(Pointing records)
——

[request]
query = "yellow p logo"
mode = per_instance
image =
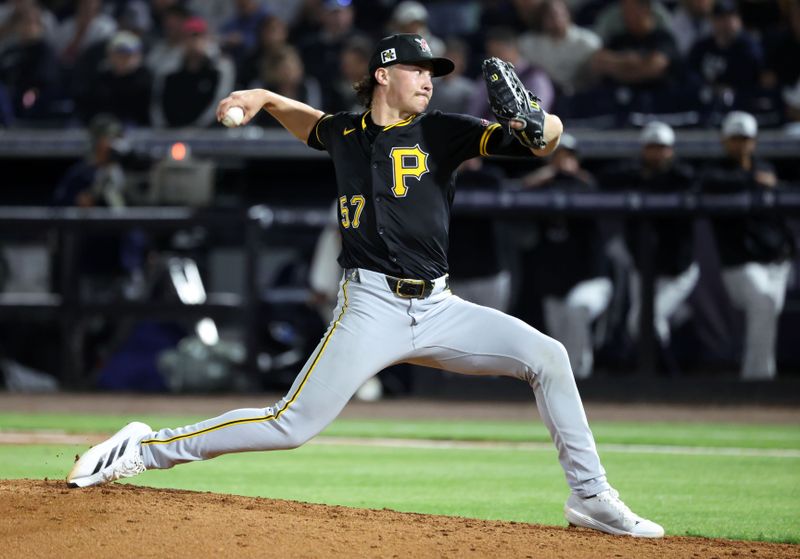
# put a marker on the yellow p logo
(407, 163)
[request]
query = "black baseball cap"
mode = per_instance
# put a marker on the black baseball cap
(407, 48)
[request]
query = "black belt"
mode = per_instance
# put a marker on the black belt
(412, 288)
(404, 287)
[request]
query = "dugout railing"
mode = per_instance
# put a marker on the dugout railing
(66, 306)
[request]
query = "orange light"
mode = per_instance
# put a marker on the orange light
(178, 151)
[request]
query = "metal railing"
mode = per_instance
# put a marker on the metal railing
(66, 306)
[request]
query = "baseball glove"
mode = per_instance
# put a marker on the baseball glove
(509, 100)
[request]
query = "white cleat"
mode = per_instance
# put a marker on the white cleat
(118, 457)
(607, 513)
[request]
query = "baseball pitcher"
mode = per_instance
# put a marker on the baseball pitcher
(395, 173)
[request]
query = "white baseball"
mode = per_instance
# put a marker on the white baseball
(233, 117)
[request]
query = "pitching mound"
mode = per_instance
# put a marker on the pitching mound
(45, 519)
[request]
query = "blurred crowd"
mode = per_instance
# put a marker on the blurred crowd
(608, 63)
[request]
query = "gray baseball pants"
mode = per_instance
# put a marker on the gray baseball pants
(374, 328)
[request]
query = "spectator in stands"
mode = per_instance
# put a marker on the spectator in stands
(273, 34)
(639, 63)
(519, 15)
(728, 64)
(453, 92)
(166, 51)
(791, 102)
(321, 51)
(98, 180)
(691, 22)
(87, 26)
(579, 293)
(282, 72)
(613, 20)
(412, 17)
(353, 66)
(239, 35)
(121, 86)
(670, 242)
(754, 250)
(561, 48)
(502, 43)
(14, 10)
(188, 96)
(783, 56)
(29, 68)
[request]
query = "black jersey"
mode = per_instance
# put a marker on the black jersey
(396, 185)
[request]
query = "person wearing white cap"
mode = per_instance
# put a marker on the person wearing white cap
(412, 17)
(658, 171)
(579, 294)
(754, 250)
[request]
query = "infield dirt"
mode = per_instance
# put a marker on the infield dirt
(46, 519)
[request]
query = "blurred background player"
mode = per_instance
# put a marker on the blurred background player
(577, 289)
(671, 243)
(754, 250)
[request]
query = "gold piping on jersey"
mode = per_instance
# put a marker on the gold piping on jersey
(277, 414)
(400, 123)
(485, 138)
(316, 127)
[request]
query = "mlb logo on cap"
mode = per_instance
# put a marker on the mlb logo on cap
(388, 56)
(407, 48)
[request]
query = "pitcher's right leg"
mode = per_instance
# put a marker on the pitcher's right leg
(349, 353)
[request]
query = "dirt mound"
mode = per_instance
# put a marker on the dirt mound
(45, 519)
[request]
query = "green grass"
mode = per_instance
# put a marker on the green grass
(740, 497)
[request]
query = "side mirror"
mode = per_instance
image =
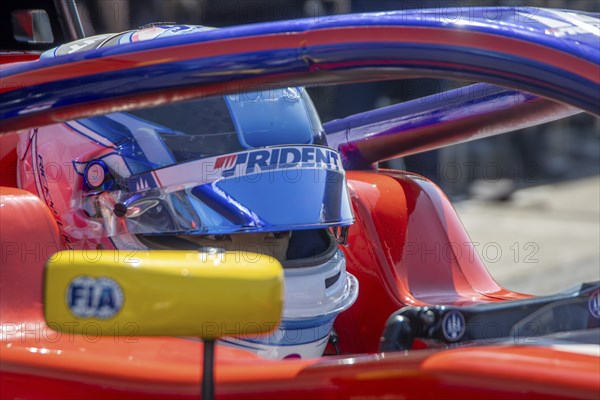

——

_Problem_.
Please report every line of the records above that contains the word "gold".

_Output_.
query = "gold piping on jersey"
# put a marker on the gold piping on jersey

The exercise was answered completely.